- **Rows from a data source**
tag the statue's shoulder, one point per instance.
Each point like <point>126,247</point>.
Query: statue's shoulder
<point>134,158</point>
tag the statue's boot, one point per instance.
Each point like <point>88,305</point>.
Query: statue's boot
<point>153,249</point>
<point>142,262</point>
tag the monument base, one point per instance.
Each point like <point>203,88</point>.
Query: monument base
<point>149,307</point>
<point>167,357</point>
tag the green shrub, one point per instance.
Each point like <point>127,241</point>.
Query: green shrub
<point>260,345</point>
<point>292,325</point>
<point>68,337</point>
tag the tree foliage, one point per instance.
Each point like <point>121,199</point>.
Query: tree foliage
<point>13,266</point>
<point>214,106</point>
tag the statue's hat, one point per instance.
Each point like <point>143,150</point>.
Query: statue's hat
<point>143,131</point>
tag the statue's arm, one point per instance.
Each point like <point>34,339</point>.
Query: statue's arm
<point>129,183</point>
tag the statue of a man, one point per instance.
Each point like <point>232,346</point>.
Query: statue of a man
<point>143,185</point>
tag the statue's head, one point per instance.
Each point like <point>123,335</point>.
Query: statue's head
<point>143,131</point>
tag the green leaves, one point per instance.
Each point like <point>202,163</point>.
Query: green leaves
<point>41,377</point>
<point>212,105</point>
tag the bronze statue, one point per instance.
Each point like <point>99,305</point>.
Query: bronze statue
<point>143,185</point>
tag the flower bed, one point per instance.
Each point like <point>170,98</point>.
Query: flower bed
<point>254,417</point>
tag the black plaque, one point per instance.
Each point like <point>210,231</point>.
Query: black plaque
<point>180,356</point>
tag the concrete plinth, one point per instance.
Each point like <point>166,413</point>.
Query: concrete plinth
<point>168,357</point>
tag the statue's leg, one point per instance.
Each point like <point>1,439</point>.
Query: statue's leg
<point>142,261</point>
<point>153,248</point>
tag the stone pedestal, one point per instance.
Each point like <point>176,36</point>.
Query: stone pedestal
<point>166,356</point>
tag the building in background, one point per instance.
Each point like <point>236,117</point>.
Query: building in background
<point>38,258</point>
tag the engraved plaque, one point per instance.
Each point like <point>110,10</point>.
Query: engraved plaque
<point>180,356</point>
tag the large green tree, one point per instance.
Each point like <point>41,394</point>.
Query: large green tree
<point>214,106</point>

- **PROBLEM STATEMENT**
Rescale the rows starting at the start of the rows and ending at the line containing "<point>134,158</point>", writing them out again with their requests. Multiply every point coordinate in the answers by 0.95 and round to whole numbers with halves rounded up, leaving the requests and their format samples unchanged.

- **PROBLEM SOLUTION**
tag the statue's shoulder, one point per instance.
Each point like <point>126,247</point>.
Query: statue's shoulder
<point>127,150</point>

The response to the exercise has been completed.